Check each line of the data for "plant" and select those that have it.

++++++++++

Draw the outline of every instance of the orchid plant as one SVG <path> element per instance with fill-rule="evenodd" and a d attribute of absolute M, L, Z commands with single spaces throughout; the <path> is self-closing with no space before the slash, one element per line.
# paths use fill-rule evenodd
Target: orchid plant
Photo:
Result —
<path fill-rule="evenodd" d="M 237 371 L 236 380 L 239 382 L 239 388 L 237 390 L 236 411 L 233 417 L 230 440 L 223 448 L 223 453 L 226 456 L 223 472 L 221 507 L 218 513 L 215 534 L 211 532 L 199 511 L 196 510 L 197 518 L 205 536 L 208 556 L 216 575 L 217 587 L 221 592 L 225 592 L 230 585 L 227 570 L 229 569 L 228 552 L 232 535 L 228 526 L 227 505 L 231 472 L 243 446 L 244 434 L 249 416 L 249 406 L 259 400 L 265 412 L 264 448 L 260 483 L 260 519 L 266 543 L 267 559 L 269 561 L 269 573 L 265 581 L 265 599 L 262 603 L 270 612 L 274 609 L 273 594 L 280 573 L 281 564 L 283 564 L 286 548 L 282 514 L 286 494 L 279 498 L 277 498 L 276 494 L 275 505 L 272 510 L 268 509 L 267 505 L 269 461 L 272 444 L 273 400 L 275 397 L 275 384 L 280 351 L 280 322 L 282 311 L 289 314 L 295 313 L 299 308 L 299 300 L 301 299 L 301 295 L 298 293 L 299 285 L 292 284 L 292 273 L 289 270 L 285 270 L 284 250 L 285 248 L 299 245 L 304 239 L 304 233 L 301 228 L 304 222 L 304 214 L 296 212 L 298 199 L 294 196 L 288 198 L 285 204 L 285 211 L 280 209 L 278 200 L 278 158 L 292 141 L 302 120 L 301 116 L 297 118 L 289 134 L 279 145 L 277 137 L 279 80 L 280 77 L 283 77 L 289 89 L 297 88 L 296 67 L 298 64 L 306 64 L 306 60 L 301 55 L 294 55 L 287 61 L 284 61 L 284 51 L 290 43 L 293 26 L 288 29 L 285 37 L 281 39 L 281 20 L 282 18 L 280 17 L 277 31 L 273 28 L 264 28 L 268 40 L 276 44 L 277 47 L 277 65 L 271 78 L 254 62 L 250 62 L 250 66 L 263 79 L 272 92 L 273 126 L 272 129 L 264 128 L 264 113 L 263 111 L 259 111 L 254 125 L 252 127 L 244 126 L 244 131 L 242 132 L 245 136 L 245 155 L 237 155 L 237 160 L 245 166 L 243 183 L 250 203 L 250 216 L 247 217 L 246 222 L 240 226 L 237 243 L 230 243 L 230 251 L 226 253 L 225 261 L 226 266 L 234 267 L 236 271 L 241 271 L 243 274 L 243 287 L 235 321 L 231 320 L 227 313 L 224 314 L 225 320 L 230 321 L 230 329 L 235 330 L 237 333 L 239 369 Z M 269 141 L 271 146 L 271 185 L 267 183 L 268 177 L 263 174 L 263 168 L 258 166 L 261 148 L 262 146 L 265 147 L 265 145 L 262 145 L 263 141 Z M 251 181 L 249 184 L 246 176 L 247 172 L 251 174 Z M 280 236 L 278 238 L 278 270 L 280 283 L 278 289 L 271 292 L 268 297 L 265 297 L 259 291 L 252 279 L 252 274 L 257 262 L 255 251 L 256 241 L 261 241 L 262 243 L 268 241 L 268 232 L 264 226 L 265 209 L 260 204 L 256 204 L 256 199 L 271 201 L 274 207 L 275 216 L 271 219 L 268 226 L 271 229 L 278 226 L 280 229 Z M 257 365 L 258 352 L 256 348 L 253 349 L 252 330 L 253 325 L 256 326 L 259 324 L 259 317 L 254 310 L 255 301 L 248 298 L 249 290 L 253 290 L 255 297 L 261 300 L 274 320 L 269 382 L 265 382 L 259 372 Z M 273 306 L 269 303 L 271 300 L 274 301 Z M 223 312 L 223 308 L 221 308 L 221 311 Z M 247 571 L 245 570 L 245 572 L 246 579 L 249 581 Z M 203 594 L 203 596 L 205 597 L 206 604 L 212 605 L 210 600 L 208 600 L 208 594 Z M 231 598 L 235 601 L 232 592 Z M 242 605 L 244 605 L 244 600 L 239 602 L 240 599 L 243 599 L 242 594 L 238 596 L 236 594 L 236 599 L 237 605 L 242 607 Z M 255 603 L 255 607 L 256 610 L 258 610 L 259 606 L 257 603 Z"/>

++++++++++

OUTPUT OF THE EXERCISE:
Draw the outline of every instance of the orchid plant as one SVG <path> element per instance with fill-rule="evenodd" and a d attribute of absolute M, L, Z commands with single spaces throughout; the <path> is self-closing with no space before the slash, one element per line.
Target: orchid plant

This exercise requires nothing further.